• **The exercise**: Leave the pictures out, and retype all of the material exactly as written.

[Records of labeled points]
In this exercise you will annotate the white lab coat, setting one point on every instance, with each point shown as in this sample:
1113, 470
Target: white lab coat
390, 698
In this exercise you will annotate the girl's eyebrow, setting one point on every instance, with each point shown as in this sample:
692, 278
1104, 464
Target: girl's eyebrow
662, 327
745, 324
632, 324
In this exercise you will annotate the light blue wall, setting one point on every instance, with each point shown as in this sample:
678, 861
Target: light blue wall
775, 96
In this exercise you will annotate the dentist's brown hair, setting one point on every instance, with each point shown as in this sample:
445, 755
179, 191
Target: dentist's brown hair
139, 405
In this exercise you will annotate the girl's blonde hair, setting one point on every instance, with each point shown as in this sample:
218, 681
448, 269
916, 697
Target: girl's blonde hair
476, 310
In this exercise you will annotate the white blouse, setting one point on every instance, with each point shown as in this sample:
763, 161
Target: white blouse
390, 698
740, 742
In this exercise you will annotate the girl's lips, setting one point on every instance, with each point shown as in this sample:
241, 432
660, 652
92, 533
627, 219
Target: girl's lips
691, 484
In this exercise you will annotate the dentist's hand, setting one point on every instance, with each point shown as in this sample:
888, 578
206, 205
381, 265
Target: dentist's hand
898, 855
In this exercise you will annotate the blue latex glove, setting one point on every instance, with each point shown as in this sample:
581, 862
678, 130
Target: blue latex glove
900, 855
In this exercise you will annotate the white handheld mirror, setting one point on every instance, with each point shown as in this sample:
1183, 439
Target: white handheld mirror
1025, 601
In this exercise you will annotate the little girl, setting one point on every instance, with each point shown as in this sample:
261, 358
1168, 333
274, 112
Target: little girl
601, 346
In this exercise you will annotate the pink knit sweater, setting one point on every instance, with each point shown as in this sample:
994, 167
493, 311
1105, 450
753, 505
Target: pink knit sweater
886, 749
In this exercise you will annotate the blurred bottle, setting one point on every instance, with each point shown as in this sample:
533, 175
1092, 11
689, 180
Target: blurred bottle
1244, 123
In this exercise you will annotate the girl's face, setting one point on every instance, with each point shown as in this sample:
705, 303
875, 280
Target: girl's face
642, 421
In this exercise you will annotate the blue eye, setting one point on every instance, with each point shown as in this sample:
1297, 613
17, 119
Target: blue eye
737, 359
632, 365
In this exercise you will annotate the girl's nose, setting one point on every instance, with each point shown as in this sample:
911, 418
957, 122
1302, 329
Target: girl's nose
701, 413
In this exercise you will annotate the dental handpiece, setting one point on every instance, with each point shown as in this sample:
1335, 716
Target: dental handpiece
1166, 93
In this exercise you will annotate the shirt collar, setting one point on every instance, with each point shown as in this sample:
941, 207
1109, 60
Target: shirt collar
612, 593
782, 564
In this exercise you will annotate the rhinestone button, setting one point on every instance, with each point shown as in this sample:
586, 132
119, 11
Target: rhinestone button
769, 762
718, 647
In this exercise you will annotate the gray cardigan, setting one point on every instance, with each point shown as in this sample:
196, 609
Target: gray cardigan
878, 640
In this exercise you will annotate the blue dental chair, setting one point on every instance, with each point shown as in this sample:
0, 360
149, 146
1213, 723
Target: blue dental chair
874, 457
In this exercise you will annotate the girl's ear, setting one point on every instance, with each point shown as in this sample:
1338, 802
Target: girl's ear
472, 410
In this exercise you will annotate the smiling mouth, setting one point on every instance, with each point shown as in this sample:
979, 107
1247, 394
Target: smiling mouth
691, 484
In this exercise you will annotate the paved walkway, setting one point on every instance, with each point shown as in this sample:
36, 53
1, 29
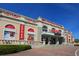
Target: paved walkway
60, 51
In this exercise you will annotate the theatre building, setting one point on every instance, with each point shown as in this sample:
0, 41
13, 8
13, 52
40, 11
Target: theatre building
19, 29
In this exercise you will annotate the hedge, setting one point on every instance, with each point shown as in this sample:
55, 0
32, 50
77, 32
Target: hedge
7, 49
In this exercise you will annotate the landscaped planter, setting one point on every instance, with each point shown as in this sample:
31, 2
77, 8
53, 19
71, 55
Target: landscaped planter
7, 49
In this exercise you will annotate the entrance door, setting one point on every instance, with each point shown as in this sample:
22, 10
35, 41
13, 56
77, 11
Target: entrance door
44, 39
30, 38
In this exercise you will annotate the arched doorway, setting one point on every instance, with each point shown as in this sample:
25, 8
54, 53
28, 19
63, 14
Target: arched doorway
31, 34
9, 32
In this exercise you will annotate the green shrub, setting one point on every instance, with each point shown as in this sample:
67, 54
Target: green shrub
7, 49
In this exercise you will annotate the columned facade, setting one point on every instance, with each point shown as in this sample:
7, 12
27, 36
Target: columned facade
19, 29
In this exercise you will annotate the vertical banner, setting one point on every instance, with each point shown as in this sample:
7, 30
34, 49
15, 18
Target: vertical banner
21, 32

• **Output of the exercise**:
In this exercise you will annotate the white lab coat, setting one point on every instance, with each point shown as in this sample:
1113, 470
Target: white lab coat
390, 698
In this exercise you will annotate the girl's eyebrow, setting one point on every instance, with each point shown as in this sample:
692, 278
1104, 464
Target: girl's eyebrow
662, 327
745, 324
632, 324
In this exercise you will annotate the light blue wall, setting one point on every instance, with each point shown as in this sample:
678, 861
Target: light blue wall
775, 96
In this exercise you will annotate the dentist's brown hair, setting one point on every instance, with each point shown as in this sample:
445, 755
179, 191
Target: dentist's brown hair
139, 405
In this exercise you will annotate the girl's blonde hair, setting one point on every instance, with each point shown as in this sample:
218, 681
448, 269
916, 697
Target: girl's blonde hair
476, 310
In this exercise you will annotate the white blouse, setting one point on every instance, with each point shown as in this sample:
763, 161
Target: white blouse
390, 698
740, 742
In this exercise you will annotate the girl's lips, setting one point on every instance, with each point shown as in this sample:
241, 432
660, 652
92, 533
627, 219
Target: girl's lips
691, 484
In this exercise you will annotate the dentist's hand, setting one point on every instance, with each point shown as in this sample:
888, 578
206, 205
381, 265
Target: dentist's hand
898, 855
In this exercise you will annotate the blue latex glove, setting one point on every instance, with each point shown as in this sample:
581, 862
678, 130
Target: blue latex glove
900, 855
In this exercise you will annotate the white handheld mirror, setting one point on every instance, with each point shown as in this sample:
1183, 439
Target: white handheld mirror
1025, 601
In this exercise you will annotate the little girl, setting one point on every instance, with each point shown as in this sample:
261, 358
1168, 333
274, 112
Target: little girl
601, 346
In this exercise you will annotate the pink knit sweater, setting one point on every instance, with each point shown as in this sample:
994, 167
493, 311
1105, 450
753, 505
Target: pink knit sweater
886, 749
In this exercise you will annotate the blurred bottle, setting one point on every instance, with each point shown as in this sample:
533, 175
1092, 11
689, 180
Target: blurred bottle
1244, 123
In this exercise you will annotate the girl's face, setting one point on every instance, with each point shown as in this sample:
705, 303
875, 280
Target: girl's face
642, 421
In this exercise you will annotate the blue eye, setting one point on every instance, with each point shown as in this sample:
1297, 613
17, 119
Target: blue eye
737, 359
632, 365
In this exercise you will annotate the girl's nose, setting one point on every instance, with each point shown as in this sample:
911, 418
957, 122
1302, 329
Target: girl's nose
701, 413
In this exercise you will annotate the dental handpiece, setting one point on every instance, with each point shown as in this sample:
1335, 716
Target: dental handpiece
1166, 93
In this exercise you will annotate the shirt collar, setting one point on every instance, with each point shown as in this sample:
941, 207
1109, 60
Target: shirt collar
612, 593
782, 564
In this exercise you will annotate the rhinestone button, setting one point on every instance, with each point shown as in this sample:
586, 132
119, 11
Target: rhinestone button
769, 762
718, 647
In this exercise you will annotate the gray cardigan, setting one point on every instance, with each point shown as in this sample:
196, 609
Target: gray cardigan
878, 640
In this exercise you will annotate the blue dental chair, setting one point on every instance, with each point shown as in this sample:
0, 360
149, 146
1213, 723
Target: blue dental chair
874, 457
In this exercise you will annotate the girl's ear, setting one point on every instance, with each point shown as in this sample:
1338, 802
Target: girl's ear
472, 410
In this exercise you will annotate the smiling mouth, setting one point on every instance, with each point shown as in this sample:
979, 107
1247, 394
Target: smiling mouth
691, 484
In this exercise you will annotate the paved walkway, setting one point on every instance, with each point shown as in this sample:
36, 53
1, 29
Target: paved walkway
60, 51
In this exercise you will annotate the theatre building, setting one point on every instance, with each point shown as in this sample:
0, 41
13, 8
13, 52
40, 11
Target: theatre building
19, 29
In this exercise you will annotate the hedge, setting one point on every instance, with each point shown as in this sample:
55, 0
32, 50
77, 32
Target: hedge
7, 49
In this exercise you will annotate the landscaped planter, setting one point on every instance, with each point shown as in this sample:
31, 2
77, 8
53, 19
71, 55
Target: landscaped planter
7, 49
In this exercise you will annotate the entrance door, setting one point on every instance, with each point shown as in this sample:
22, 10
35, 41
13, 56
77, 11
Target: entrance door
44, 39
30, 38
In this exercise you will annotate the arched doorway, setting one point on every instance, with each point shown as in this sample:
25, 8
54, 53
28, 19
63, 14
Target: arched doorway
31, 34
9, 32
In this exercise you will annotate the green shrub, setting one point on every instance, with each point shown as in this sample:
67, 54
Target: green shrub
7, 49
In this exercise you will annotate the columned facade, setting one point on every instance, with each point shown as in this sample:
7, 12
27, 36
Target: columned facade
19, 29
In this exercise you will annotate the vertical banner, setting one point on every instance, with each point shown as in this sample:
7, 30
34, 49
15, 18
Target: vertical banner
21, 32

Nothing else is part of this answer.